-------- LES DONNÉES --------
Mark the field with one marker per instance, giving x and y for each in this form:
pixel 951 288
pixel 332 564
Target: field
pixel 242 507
--------
**À FAIRE:**
Affiche toutes les lignes ci-dessus, sans rien y changer.

**RÉPONSE COMPLÈTE:**
Mark the field with one marker per instance, giving x and y for each in this form:
pixel 951 288
pixel 332 564
Target: field
pixel 242 507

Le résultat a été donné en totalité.